-------- EXERCISE INPUT

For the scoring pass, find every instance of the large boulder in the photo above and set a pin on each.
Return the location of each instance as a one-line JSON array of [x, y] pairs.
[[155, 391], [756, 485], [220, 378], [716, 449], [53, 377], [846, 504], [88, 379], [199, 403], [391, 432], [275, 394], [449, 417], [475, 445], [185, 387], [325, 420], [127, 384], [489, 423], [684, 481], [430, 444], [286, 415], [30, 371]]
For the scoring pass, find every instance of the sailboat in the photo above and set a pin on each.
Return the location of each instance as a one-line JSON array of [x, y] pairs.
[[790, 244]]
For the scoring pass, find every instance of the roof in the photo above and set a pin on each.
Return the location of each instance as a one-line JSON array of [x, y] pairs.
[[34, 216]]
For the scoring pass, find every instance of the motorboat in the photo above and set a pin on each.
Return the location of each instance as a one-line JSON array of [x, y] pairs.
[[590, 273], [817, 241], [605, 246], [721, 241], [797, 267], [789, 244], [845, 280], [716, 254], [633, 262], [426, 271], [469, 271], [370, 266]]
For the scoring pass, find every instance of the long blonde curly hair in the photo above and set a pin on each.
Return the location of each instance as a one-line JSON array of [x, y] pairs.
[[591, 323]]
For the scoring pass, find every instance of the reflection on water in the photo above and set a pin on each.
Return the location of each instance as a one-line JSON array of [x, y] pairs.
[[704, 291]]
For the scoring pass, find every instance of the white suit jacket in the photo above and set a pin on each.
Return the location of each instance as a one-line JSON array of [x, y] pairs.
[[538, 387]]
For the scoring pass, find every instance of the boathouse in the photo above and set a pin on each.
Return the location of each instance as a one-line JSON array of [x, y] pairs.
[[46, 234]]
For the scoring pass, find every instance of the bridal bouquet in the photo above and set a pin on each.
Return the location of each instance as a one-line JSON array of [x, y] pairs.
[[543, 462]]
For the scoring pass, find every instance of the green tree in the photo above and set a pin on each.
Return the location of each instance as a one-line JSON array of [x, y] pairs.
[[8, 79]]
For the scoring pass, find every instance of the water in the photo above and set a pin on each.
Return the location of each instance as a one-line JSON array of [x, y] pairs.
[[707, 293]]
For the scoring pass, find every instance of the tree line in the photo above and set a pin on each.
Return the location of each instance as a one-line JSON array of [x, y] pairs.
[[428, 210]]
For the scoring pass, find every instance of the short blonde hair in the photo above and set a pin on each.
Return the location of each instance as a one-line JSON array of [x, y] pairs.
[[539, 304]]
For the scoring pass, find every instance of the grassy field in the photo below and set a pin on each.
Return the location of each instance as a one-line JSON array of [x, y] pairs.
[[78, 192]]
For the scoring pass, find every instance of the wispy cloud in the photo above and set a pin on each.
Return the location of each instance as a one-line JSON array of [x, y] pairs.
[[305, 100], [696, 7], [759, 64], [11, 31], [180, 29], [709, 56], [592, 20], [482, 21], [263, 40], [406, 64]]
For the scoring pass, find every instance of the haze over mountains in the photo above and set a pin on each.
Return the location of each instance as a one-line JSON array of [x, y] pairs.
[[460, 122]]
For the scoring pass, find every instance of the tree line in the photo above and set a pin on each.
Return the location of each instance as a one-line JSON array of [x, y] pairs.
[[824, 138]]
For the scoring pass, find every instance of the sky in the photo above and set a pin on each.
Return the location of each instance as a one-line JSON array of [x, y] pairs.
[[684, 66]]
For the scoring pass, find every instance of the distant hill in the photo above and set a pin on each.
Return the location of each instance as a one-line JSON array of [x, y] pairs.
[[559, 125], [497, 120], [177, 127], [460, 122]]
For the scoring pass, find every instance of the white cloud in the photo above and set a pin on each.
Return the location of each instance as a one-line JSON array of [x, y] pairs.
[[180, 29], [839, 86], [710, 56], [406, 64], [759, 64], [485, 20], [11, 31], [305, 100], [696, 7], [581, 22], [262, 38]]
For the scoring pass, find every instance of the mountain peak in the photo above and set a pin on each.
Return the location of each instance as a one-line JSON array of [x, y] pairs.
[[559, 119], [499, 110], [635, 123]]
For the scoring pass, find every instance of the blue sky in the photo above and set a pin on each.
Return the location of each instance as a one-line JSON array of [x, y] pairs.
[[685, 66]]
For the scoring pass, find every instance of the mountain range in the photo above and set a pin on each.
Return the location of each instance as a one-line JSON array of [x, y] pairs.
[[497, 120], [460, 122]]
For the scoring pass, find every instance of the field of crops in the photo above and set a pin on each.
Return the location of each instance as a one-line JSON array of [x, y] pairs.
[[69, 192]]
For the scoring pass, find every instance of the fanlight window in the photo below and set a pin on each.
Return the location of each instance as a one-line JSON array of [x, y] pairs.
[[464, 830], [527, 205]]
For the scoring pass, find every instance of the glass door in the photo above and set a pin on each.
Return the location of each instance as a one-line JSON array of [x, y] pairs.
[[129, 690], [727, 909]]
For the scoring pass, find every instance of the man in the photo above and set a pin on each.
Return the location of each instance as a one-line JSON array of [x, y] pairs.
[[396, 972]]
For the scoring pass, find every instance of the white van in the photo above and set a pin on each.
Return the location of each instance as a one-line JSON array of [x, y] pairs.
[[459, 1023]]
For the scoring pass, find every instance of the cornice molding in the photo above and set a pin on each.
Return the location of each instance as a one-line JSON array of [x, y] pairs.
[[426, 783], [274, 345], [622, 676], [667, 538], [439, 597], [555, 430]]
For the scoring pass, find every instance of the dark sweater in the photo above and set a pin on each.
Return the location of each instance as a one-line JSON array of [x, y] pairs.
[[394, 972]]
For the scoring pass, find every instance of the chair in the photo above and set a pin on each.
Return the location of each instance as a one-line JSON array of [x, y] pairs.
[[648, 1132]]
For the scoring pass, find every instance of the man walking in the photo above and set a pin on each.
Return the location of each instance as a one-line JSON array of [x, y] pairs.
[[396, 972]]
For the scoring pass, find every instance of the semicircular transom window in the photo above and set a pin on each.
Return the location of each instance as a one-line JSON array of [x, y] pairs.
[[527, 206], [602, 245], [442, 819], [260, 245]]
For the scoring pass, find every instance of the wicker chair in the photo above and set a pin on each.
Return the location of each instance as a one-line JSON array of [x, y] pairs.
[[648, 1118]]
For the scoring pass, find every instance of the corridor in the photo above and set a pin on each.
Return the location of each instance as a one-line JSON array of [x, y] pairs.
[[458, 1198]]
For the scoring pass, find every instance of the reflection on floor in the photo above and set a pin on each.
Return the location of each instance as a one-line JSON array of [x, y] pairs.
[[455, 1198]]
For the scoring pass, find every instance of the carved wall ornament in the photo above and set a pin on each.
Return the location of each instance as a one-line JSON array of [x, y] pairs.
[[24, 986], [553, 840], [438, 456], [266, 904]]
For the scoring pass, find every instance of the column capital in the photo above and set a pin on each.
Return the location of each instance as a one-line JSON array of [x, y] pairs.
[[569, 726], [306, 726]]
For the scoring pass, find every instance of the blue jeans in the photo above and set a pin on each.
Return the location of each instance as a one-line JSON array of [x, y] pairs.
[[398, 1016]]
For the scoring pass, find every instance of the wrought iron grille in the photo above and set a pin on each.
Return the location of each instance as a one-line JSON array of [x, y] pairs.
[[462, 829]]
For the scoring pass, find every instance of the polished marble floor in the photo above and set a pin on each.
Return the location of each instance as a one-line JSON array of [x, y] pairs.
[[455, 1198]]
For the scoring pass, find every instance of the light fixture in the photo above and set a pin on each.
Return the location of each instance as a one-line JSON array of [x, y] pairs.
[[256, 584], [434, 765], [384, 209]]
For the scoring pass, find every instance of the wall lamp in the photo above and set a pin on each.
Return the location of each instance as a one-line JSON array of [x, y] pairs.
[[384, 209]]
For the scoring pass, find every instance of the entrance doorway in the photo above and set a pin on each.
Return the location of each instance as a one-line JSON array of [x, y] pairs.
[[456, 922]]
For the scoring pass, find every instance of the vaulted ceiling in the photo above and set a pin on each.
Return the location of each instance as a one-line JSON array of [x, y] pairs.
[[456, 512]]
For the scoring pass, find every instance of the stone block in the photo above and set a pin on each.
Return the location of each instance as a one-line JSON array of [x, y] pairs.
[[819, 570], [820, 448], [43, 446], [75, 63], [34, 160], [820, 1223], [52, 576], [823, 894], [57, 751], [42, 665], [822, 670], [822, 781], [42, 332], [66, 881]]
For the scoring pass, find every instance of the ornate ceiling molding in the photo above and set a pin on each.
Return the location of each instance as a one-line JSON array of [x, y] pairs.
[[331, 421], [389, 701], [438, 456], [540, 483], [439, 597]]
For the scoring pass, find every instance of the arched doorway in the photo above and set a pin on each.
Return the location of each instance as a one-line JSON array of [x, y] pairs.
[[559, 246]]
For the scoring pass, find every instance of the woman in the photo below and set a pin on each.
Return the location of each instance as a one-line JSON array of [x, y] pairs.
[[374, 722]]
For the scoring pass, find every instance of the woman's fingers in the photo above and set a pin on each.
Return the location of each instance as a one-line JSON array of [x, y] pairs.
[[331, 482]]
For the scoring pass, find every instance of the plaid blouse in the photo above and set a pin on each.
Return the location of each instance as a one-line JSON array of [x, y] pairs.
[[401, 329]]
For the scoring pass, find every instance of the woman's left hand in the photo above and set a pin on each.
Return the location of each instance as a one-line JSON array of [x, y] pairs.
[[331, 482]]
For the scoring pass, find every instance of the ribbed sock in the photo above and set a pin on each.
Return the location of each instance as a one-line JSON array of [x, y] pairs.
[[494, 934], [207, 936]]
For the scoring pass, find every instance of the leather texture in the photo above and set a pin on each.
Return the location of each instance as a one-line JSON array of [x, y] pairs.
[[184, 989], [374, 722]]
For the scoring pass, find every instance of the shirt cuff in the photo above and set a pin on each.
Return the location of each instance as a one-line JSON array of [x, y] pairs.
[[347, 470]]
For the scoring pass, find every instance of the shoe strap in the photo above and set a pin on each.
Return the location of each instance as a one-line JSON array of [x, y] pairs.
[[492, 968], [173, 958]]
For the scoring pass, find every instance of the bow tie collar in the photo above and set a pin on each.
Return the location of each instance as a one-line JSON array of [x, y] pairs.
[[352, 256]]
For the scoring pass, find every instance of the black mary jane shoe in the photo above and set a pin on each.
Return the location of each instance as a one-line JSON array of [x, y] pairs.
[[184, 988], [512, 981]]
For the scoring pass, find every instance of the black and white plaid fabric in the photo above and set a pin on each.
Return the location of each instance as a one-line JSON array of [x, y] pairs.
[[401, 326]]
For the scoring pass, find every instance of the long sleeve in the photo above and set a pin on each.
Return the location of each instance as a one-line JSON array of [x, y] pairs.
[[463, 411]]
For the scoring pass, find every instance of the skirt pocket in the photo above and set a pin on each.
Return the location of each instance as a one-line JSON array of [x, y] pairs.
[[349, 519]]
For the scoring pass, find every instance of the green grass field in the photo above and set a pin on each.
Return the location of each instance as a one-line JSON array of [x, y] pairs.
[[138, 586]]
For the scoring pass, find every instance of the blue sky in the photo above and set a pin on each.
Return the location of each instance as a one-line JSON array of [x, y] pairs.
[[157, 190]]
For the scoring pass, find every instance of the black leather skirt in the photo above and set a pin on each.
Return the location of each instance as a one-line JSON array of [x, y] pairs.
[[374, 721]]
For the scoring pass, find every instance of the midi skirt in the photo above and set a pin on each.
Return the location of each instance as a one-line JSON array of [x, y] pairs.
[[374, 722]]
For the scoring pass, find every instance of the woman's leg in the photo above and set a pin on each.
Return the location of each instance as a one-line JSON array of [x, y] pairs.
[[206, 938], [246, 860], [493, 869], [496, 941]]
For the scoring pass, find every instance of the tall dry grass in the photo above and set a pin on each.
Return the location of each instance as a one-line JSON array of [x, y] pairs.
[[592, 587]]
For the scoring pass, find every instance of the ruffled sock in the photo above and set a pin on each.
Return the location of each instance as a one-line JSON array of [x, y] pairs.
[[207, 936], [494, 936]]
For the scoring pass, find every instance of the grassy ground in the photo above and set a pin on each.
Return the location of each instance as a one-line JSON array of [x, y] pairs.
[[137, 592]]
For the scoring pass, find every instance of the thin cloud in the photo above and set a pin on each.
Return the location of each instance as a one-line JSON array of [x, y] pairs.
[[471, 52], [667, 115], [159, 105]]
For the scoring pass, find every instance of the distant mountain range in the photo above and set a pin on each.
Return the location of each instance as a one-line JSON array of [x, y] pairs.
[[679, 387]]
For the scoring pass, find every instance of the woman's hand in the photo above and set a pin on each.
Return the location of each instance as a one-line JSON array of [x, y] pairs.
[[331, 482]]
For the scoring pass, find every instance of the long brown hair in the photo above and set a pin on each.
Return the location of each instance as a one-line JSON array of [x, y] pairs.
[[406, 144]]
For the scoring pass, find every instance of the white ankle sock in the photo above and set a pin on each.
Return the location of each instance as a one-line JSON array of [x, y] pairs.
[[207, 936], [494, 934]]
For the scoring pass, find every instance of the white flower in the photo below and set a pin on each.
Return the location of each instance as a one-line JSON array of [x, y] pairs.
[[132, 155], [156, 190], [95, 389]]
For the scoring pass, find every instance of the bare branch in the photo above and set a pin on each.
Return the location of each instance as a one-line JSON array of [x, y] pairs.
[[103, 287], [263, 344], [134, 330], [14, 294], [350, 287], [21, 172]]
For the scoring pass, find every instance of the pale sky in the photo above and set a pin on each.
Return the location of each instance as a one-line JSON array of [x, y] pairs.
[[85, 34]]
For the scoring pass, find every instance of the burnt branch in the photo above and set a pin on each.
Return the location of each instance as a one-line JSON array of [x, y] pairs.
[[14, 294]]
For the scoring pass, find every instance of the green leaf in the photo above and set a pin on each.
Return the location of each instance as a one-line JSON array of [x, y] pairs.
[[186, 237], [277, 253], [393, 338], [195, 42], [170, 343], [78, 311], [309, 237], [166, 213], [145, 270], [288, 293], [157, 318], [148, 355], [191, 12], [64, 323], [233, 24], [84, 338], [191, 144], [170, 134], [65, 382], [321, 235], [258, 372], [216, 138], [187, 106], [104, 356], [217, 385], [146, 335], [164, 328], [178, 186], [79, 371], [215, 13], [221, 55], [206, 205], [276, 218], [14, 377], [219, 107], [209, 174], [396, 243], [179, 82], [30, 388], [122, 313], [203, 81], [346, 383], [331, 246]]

----------------

-- WHAT IS NEEDED --
Reproduce word for word the lines of the entries above, from the line with "For the scoring pass, find every instance of the boathouse" up to and including the line with "[[46, 234]]".

-- SOLUTION BELOW --
For the scoring pass, find every instance of the boathouse in the photo above and set a pin on each.
Return the location of each instance as a one-line JSON array of [x, y] pairs.
[[46, 234]]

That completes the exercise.